(Dataset excerpts Opens)

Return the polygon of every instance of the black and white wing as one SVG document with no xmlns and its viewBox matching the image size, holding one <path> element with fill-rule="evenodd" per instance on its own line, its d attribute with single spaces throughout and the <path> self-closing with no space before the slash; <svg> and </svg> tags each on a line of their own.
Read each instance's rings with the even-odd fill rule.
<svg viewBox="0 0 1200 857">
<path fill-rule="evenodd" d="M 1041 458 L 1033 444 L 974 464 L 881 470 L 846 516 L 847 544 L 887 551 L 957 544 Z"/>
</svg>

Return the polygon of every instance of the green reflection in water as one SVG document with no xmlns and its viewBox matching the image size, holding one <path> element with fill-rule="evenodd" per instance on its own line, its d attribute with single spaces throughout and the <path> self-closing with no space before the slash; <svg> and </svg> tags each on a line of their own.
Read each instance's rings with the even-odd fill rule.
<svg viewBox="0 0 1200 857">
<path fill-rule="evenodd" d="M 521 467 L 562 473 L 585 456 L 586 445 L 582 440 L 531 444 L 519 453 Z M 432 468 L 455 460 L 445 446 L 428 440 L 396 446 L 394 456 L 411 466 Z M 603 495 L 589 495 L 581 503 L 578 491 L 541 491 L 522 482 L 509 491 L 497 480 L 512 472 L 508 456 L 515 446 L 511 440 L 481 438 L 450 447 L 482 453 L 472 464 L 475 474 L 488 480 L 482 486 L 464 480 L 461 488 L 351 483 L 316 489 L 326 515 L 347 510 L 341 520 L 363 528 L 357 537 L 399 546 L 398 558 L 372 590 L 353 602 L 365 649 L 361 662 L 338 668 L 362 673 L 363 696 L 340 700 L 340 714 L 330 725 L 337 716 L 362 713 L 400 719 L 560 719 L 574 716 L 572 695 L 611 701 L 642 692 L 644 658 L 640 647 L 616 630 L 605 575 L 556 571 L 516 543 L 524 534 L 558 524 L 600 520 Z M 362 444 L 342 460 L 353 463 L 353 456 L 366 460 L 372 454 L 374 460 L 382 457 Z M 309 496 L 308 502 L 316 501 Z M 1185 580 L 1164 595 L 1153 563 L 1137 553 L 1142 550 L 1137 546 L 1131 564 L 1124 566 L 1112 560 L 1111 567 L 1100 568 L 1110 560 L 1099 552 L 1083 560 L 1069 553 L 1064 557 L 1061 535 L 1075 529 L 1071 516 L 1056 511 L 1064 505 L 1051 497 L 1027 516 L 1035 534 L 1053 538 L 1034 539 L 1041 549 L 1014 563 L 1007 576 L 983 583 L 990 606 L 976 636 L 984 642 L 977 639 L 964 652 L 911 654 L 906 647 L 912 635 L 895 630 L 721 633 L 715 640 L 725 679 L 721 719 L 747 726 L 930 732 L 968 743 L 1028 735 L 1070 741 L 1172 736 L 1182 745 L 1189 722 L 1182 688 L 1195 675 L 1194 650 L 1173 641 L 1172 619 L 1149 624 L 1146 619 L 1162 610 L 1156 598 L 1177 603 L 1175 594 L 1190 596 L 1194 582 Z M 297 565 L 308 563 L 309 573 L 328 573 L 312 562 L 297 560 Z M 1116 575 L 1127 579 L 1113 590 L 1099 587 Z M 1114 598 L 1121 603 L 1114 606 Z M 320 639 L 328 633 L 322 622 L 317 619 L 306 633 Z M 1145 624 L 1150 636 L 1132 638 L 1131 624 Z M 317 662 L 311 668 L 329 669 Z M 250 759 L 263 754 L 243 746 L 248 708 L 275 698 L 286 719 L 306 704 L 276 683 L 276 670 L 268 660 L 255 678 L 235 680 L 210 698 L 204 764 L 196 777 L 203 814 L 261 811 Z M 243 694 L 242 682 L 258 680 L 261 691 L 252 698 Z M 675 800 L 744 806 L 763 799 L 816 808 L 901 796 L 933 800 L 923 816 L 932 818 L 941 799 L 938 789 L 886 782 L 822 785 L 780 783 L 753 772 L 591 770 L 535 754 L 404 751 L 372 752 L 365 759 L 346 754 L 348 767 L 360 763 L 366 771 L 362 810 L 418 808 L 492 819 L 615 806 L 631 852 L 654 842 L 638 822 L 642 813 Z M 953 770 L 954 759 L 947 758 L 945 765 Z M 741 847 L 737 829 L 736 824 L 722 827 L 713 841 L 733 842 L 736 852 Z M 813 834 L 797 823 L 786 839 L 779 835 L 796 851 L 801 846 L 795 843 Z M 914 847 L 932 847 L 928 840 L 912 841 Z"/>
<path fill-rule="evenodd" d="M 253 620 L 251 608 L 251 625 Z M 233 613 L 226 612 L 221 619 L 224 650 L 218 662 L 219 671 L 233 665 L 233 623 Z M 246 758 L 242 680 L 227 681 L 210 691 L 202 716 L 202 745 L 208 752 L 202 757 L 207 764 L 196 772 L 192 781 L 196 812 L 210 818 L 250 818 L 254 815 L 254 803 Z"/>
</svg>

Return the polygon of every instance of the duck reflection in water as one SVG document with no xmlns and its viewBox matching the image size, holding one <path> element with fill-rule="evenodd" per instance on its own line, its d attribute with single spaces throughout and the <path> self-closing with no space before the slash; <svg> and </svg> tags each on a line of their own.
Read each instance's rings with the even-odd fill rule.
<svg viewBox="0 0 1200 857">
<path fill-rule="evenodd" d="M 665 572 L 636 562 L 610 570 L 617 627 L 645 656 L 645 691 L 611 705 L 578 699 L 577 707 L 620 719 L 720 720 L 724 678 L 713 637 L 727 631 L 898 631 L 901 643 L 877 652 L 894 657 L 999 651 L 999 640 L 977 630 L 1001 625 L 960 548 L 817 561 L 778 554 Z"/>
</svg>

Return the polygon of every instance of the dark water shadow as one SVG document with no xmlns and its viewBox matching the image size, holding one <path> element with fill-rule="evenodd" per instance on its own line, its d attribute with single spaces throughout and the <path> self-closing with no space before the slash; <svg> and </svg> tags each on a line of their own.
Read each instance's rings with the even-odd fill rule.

(Dataset excerpts Closes)

▶ [What to do]
Take the material above and reproduce it word for word.

▶ [Answer space]
Return the polygon of every instance of the black and white wing as one SVG document with no xmlns and its viewBox matching the image size, holding one <path> element with fill-rule="evenodd" per instance on its own line, its d attribute with single spaces throughout and the <path> self-closing with no space before the slash; <svg> and </svg> tags each on a line of their own.
Read each instance's rings with the even-odd fill rule.
<svg viewBox="0 0 1200 857">
<path fill-rule="evenodd" d="M 1041 458 L 1033 444 L 974 464 L 881 470 L 846 516 L 847 544 L 887 551 L 957 544 Z"/>
</svg>

Return the polygon of every instance of the green reflection in water as one SVG document with no xmlns and its viewBox matching the image size, holding one <path> element with fill-rule="evenodd" per instance on its own line, its d attribute with single spaces throughout and the <path> self-closing with no space before the slash; <svg> and </svg> tags each on a line of their own.
Read each instance's rings with the even-odd fill rule.
<svg viewBox="0 0 1200 857">
<path fill-rule="evenodd" d="M 521 467 L 562 473 L 585 456 L 586 445 L 582 440 L 531 444 L 519 453 Z M 432 468 L 455 460 L 445 446 L 428 440 L 396 446 L 394 456 L 411 466 Z M 603 495 L 589 495 L 581 503 L 578 491 L 541 491 L 522 482 L 509 491 L 497 480 L 512 472 L 508 456 L 515 446 L 511 440 L 481 438 L 450 447 L 482 453 L 472 464 L 475 474 L 488 480 L 482 486 L 464 480 L 461 488 L 351 483 L 316 489 L 326 515 L 347 510 L 341 520 L 363 528 L 357 537 L 399 546 L 398 558 L 372 590 L 353 602 L 365 649 L 361 662 L 338 668 L 362 673 L 363 696 L 340 700 L 340 714 L 330 725 L 337 716 L 362 713 L 400 719 L 560 719 L 574 716 L 572 695 L 611 701 L 642 692 L 644 658 L 640 647 L 616 630 L 605 575 L 556 571 L 516 543 L 524 534 L 558 524 L 600 520 Z M 362 444 L 342 460 L 353 463 L 353 456 L 366 460 L 372 454 L 374 460 L 382 457 Z M 309 496 L 308 502 L 316 501 Z M 1185 580 L 1164 595 L 1153 563 L 1137 553 L 1142 550 L 1137 546 L 1131 564 L 1124 566 L 1112 560 L 1111 567 L 1100 568 L 1110 560 L 1099 552 L 1083 560 L 1069 553 L 1064 557 L 1061 535 L 1075 529 L 1071 516 L 1056 511 L 1064 505 L 1051 497 L 1027 516 L 1035 534 L 1053 538 L 1034 539 L 1041 549 L 1014 563 L 1007 576 L 983 583 L 990 606 L 976 636 L 984 642 L 977 639 L 964 652 L 911 654 L 906 647 L 912 635 L 895 630 L 721 633 L 715 640 L 725 679 L 721 719 L 747 726 L 930 732 L 968 743 L 1028 735 L 1070 741 L 1172 736 L 1182 745 L 1189 722 L 1182 688 L 1195 675 L 1194 650 L 1173 641 L 1172 619 L 1149 624 L 1146 619 L 1162 610 L 1156 598 L 1177 603 L 1175 594 L 1190 596 L 1194 582 Z M 297 565 L 308 563 L 309 573 L 328 573 L 312 562 L 297 560 Z M 1116 575 L 1127 579 L 1113 590 L 1099 587 Z M 1114 598 L 1121 603 L 1114 606 Z M 320 639 L 328 633 L 322 622 L 317 619 L 306 633 Z M 1145 624 L 1150 636 L 1132 638 L 1131 624 Z M 317 662 L 311 668 L 329 669 Z M 250 759 L 263 754 L 243 746 L 248 708 L 275 698 L 286 719 L 306 704 L 276 683 L 276 670 L 268 660 L 255 678 L 235 680 L 210 698 L 204 764 L 196 777 L 203 814 L 261 811 Z M 243 694 L 242 682 L 258 680 L 261 691 L 252 698 Z M 675 800 L 744 806 L 763 799 L 816 808 L 901 796 L 933 800 L 923 816 L 932 818 L 941 799 L 938 789 L 886 782 L 822 785 L 780 783 L 753 772 L 591 770 L 535 754 L 404 751 L 372 752 L 365 759 L 346 754 L 348 767 L 360 763 L 366 771 L 362 810 L 418 808 L 492 819 L 615 806 L 631 852 L 654 842 L 638 822 L 642 813 Z M 953 770 L 954 759 L 947 758 L 945 765 Z M 741 847 L 737 829 L 736 824 L 722 827 L 713 841 L 733 842 L 736 852 Z M 813 834 L 797 823 L 786 839 L 779 835 L 796 851 L 801 846 L 795 843 Z M 914 847 L 932 847 L 928 840 L 912 841 Z"/>
<path fill-rule="evenodd" d="M 253 620 L 251 608 L 251 625 Z M 233 613 L 226 612 L 221 619 L 224 650 L 218 662 L 219 671 L 233 665 L 233 623 Z M 246 758 L 242 680 L 227 681 L 210 691 L 202 716 L 202 745 L 208 752 L 202 757 L 207 764 L 196 772 L 192 781 L 196 812 L 210 818 L 250 818 L 254 815 L 254 803 Z"/>
</svg>

Return the polygon of every instance of the duck reflection in water as one SVG document with no xmlns and its viewBox matching the image size, holding one <path> element with fill-rule="evenodd" per instance on its own line, its d attribute with single spaces throughout and the <path> self-closing with no space before the slash; <svg> and </svg> tags each on a line of their own.
Read each instance's rings with the even-odd fill rule.
<svg viewBox="0 0 1200 857">
<path fill-rule="evenodd" d="M 665 572 L 636 562 L 610 570 L 617 627 L 645 656 L 645 691 L 611 705 L 578 699 L 577 707 L 620 719 L 720 720 L 724 678 L 713 637 L 727 631 L 898 631 L 901 643 L 877 652 L 894 657 L 999 651 L 999 640 L 977 630 L 1001 625 L 960 548 L 817 561 L 778 554 Z"/>
</svg>

Return the polygon of every instance of the dark water shadow as one SVG document with no xmlns and its viewBox matching the image size, holding one <path> element with fill-rule="evenodd" per instance on its own line, its d attribute with single spaces throughout and the <path> self-closing with no space before the slash; <svg> and </svg> tags each on a line of their own.
Read each instance's rings with the even-odd fill rule.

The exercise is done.